Check each statement against the motorcycle repair notes below and answer yes or no, quoting the words from the notes that decide it. 1. The replacement chain slider came from an XR600. 2. Installing the new slider let the rider readjust the chain tension. 3. Greasing the brake shoe rocker failed to stop the rear brake from sticking.

* SUPPLIED TEXT:
━━━━━━━━━━
Having realized my lower chain slider was heavily worn, and that I had a replacement sitting in the basement engine parts storage room from an XR600, I went to work installing it. I found that the one on the bike had totally lost it's plastic and the chain was riding on metal. Oops! I went into this thinking that this was a recent development, perhaps the reason for my chain's rapid slackening, but I found that this was not the case. It will still have a positive effect on the drive train. A chain riding on steel would fail sooner than one riding on plastic due to the vibration caused. So maybe it was the reason my chain stretched out, but now that the damage was done, replacing it would not allow me to readjust the chain tension, I was still at the end of my adjusters' travel.
While I had the rear wheel loose, I greased the brake shoe rocker inside the brake drum per the factory manual. It seemed to take care of the rear brake sticking I had been experiencing. It was such that I could feel a dragging resistance as I took off from a stop after applying the rear brake within normal usage. The only remedy was either to roll the bike backwards to free the brake, or ride through the resistance and it would go away. Still an annoyance I was unaccustomed to, and I was glad to have figured it out.
While I was at it I remembered my rear brake lever adjustment. Since raising the rear of the bike to match the front, my riding position had changed to further forward in the saddle. This position was more like that of the XR600 and XR650L, and also the position I'd end up in if carrying a passenger. Adding foam and contouring the seat to be more like the seats found on the aforementioned models would have to wait. The new position creates the need for the rear brake lever to come down so that I don't have to lift my foot to depress it. Fortunately Honda thought of this and added this handy adjustment feature.
I adjusted it once before the hardware store and readjusted it to a better position after I got back as it was too low.
The shift lever naturally followed.
━━━━━━━━━━
* EXCERPTED DATA:
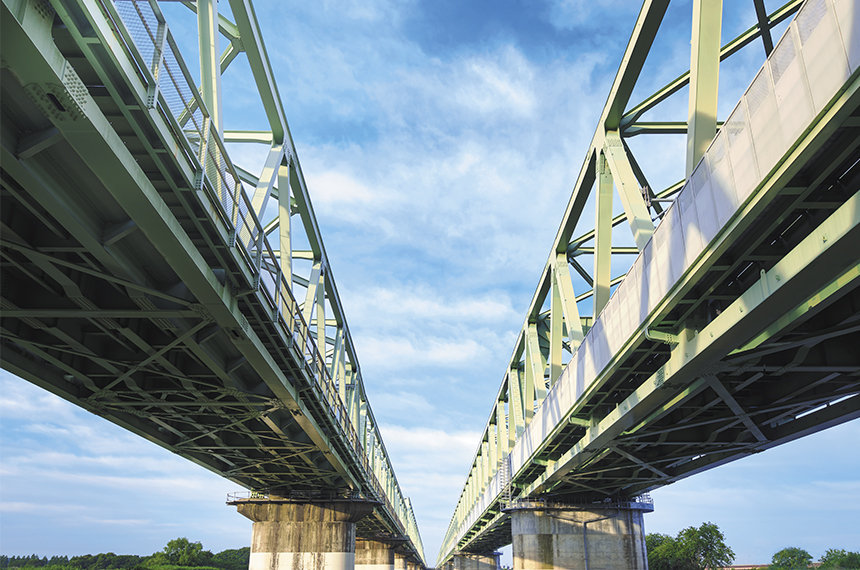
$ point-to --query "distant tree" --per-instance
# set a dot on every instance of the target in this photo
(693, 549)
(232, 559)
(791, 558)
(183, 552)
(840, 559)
━━━━━━━━━━
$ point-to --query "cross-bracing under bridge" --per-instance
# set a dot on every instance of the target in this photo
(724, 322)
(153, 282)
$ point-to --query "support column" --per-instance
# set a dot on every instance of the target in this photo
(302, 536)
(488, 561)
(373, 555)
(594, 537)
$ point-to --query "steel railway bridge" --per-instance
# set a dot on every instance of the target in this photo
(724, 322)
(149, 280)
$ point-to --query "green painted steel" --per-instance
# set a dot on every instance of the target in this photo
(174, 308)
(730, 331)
━━━━━━━━━━
* FINAL RESULT:
1. Yes: "I had a replacement sitting in the basement engine parts storage room from an XR600"
2. No: "replacing it would not allow me to readjust the chain tension"
3. No: "It seemed to take care of the rear brake sticking I had been experiencing."